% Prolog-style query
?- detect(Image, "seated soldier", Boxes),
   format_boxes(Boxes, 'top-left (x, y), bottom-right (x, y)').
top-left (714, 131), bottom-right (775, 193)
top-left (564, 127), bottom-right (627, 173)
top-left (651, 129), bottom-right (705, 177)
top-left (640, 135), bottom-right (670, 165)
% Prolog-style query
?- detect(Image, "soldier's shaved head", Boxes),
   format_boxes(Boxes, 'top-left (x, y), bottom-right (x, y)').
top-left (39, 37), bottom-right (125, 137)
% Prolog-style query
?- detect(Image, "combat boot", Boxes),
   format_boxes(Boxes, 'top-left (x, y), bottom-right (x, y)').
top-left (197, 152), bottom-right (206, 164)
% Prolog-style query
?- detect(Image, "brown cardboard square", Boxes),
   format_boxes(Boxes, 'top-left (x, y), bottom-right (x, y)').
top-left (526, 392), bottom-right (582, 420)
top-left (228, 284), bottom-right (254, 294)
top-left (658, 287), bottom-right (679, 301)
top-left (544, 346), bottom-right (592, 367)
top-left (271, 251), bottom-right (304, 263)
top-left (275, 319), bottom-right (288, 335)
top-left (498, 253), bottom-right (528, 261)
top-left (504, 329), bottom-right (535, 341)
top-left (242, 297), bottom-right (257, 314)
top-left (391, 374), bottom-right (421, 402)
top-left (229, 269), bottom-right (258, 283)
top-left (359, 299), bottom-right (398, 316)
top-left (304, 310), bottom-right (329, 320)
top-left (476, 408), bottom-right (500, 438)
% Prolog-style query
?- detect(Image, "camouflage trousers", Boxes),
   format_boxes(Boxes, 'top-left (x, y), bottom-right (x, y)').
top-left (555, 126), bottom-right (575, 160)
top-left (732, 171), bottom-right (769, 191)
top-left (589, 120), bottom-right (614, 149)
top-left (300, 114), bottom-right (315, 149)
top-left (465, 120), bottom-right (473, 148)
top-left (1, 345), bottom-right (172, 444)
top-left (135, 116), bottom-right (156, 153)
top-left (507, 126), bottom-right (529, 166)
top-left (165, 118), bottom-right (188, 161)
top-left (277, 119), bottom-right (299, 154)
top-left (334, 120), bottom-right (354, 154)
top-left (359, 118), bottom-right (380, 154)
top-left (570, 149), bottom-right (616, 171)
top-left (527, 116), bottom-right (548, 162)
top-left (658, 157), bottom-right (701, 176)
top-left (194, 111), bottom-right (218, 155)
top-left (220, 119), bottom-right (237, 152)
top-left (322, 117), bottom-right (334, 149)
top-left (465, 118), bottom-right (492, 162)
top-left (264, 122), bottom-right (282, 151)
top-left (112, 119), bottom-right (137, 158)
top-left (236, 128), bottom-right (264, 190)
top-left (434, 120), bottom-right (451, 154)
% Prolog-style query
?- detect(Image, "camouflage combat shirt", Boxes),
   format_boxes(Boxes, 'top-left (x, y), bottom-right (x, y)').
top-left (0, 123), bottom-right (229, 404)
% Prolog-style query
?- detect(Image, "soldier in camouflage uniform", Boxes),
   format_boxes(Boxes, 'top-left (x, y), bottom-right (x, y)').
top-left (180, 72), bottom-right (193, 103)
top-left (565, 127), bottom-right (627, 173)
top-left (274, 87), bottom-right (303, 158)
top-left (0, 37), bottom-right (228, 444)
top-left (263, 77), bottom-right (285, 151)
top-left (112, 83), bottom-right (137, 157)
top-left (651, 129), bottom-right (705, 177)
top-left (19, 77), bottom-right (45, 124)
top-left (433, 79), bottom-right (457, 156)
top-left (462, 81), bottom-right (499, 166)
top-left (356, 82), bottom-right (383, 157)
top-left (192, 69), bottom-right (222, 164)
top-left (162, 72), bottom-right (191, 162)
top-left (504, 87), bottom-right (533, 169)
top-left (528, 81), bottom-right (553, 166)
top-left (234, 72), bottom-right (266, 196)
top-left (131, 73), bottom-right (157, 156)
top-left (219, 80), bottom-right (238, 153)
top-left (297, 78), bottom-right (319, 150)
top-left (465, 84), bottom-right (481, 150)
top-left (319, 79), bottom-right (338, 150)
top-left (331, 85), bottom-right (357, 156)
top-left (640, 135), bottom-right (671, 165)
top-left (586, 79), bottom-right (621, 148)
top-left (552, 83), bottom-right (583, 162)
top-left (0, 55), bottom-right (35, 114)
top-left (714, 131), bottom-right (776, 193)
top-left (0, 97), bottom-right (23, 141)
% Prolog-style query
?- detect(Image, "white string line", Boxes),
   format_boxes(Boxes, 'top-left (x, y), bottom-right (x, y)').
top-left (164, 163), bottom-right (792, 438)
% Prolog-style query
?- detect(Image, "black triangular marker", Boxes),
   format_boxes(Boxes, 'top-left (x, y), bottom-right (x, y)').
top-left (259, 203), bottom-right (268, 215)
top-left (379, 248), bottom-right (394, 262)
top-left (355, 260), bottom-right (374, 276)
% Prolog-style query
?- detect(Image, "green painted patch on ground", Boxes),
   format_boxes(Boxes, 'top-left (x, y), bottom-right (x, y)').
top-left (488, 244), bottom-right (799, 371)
------------------------------
§ What the exercise asks
Your answer must consist of every line from the listing that holds the string "combat".

§ Answer area
?- detect(Image, "combat boot", Boxes),
?- detect(Image, "camouflage combat shirt", Boxes),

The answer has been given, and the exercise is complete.